Extract every line of the records that contains the string "short", matching case exactly.

>> BEGIN Given records

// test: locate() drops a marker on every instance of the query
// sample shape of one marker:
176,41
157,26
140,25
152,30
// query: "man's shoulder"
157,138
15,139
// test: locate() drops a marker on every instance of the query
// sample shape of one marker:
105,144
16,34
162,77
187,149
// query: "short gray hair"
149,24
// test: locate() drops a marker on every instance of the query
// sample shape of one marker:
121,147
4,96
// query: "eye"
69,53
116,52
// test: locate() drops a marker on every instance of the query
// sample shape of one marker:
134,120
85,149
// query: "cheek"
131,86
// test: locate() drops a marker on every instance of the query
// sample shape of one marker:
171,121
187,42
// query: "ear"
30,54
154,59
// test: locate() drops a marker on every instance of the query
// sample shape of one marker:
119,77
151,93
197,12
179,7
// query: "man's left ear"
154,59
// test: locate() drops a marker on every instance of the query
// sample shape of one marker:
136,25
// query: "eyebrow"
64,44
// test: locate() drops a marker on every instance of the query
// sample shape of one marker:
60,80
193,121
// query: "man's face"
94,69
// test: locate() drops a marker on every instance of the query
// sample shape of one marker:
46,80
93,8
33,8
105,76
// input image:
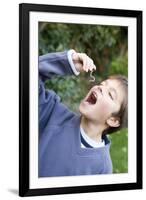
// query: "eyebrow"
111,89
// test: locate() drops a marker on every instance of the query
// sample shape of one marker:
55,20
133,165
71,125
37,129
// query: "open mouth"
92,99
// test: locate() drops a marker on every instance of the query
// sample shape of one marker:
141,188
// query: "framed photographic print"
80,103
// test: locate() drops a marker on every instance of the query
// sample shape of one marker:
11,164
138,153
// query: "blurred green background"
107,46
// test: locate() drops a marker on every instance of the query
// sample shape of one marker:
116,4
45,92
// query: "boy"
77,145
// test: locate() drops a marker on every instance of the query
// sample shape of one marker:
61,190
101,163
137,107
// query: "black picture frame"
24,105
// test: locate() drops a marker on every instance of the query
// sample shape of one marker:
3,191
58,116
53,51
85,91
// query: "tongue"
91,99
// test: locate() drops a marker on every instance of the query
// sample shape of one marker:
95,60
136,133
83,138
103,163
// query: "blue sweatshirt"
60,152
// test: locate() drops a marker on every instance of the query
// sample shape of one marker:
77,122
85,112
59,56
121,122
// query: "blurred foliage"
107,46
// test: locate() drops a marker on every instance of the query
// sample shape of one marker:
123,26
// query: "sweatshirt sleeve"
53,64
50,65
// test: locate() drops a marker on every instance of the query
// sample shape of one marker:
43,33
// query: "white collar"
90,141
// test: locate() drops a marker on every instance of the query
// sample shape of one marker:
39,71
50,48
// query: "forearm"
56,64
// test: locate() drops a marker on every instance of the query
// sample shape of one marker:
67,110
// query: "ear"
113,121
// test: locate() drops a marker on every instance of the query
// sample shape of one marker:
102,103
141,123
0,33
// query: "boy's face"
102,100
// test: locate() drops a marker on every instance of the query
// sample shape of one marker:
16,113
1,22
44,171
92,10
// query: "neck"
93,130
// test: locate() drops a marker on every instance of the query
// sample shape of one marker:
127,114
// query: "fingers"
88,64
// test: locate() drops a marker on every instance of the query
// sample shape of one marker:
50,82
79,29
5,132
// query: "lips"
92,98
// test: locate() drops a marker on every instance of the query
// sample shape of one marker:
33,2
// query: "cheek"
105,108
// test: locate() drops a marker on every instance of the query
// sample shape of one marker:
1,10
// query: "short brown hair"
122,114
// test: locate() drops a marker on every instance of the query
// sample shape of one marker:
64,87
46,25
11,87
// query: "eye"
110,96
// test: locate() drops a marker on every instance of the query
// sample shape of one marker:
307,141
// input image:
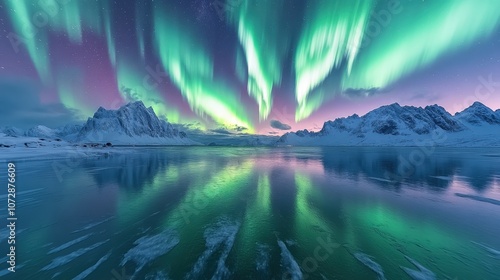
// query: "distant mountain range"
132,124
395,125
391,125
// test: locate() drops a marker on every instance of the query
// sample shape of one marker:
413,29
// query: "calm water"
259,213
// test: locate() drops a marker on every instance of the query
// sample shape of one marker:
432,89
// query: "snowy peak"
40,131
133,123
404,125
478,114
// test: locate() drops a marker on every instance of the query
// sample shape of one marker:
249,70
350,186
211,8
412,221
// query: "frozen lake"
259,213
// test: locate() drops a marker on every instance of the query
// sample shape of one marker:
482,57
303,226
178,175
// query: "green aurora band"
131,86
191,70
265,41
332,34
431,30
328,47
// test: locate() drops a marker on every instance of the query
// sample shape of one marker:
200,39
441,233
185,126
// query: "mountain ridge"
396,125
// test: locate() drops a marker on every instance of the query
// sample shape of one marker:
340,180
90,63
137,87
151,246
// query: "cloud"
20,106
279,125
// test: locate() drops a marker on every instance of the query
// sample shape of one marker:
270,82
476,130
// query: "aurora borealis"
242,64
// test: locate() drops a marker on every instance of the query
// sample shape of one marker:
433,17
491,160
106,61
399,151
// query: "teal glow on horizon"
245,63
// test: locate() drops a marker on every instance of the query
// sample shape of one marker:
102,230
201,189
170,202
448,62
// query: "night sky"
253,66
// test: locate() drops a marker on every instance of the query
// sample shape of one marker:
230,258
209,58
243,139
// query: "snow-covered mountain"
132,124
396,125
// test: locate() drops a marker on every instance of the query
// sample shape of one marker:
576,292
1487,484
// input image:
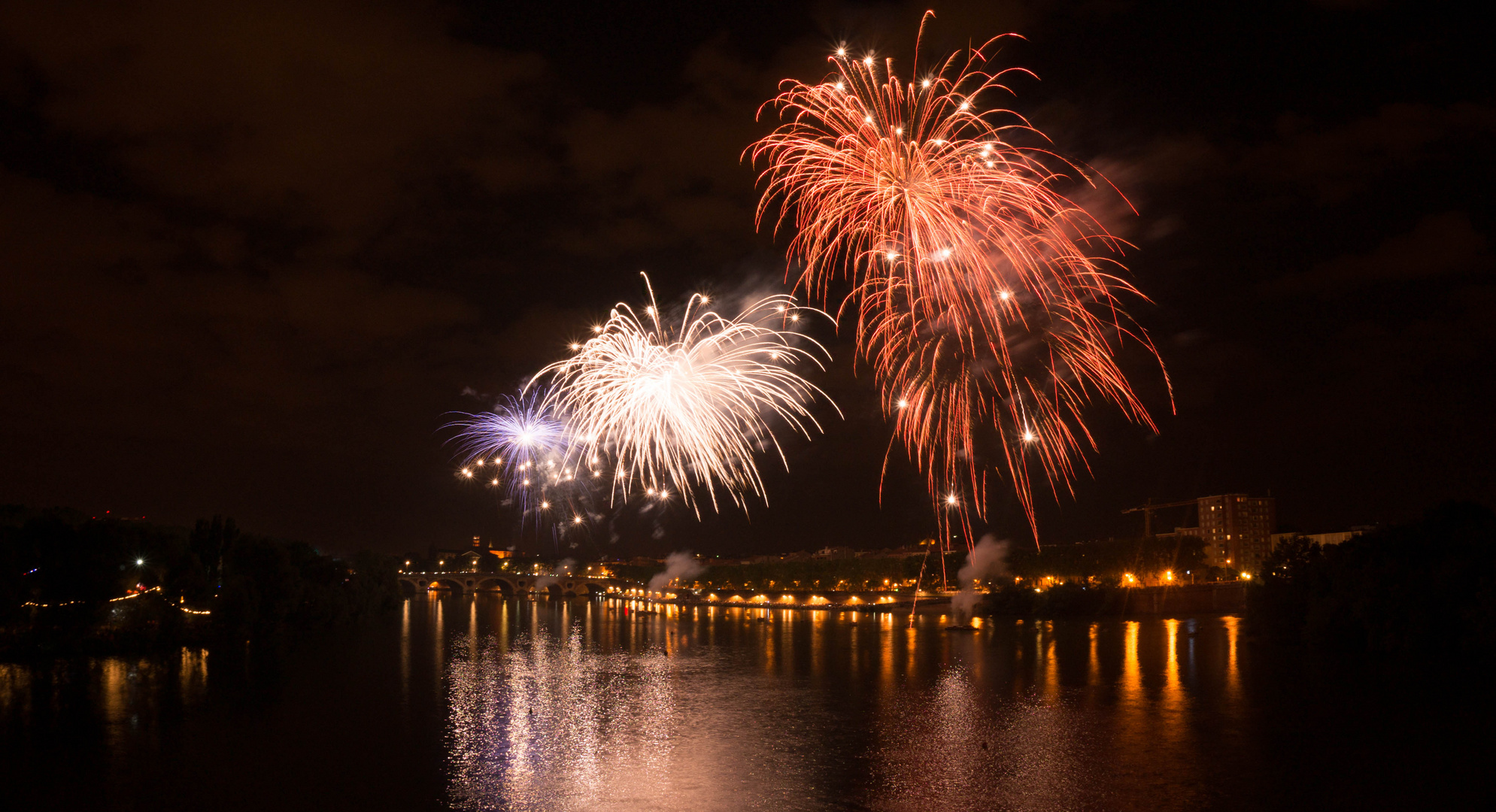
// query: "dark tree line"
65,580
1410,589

>> END Given records
>> BEGIN Given records

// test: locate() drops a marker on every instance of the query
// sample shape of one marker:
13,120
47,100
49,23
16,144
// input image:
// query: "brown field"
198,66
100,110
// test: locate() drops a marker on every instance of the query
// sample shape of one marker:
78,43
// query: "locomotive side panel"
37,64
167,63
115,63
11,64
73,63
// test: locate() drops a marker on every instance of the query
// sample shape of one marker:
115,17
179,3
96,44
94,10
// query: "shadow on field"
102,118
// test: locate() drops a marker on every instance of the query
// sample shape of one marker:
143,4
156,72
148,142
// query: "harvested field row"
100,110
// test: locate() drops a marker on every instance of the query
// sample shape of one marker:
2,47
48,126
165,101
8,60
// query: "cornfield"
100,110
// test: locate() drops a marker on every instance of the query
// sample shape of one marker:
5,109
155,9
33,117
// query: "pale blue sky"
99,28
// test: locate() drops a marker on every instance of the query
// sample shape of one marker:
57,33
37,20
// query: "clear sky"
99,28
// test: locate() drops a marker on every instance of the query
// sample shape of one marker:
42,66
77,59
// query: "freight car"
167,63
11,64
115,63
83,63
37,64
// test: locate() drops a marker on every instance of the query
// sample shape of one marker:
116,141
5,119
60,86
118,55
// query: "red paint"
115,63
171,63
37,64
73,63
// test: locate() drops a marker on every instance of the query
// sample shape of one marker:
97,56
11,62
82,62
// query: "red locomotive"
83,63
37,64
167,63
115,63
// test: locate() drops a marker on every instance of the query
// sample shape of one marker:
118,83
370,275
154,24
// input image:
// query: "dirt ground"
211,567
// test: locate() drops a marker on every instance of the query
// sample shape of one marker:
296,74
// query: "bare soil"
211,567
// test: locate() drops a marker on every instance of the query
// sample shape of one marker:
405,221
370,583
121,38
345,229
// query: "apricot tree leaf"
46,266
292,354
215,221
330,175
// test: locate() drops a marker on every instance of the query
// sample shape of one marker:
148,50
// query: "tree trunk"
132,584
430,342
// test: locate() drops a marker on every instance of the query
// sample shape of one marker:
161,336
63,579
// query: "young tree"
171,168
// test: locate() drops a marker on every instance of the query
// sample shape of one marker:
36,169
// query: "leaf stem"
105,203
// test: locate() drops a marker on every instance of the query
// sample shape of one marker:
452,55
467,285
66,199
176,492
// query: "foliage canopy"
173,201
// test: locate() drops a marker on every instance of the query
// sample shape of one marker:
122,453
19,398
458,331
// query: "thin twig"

>> END Given records

### Final answer:
// query: "short gray hair"
// query: "short brown hair"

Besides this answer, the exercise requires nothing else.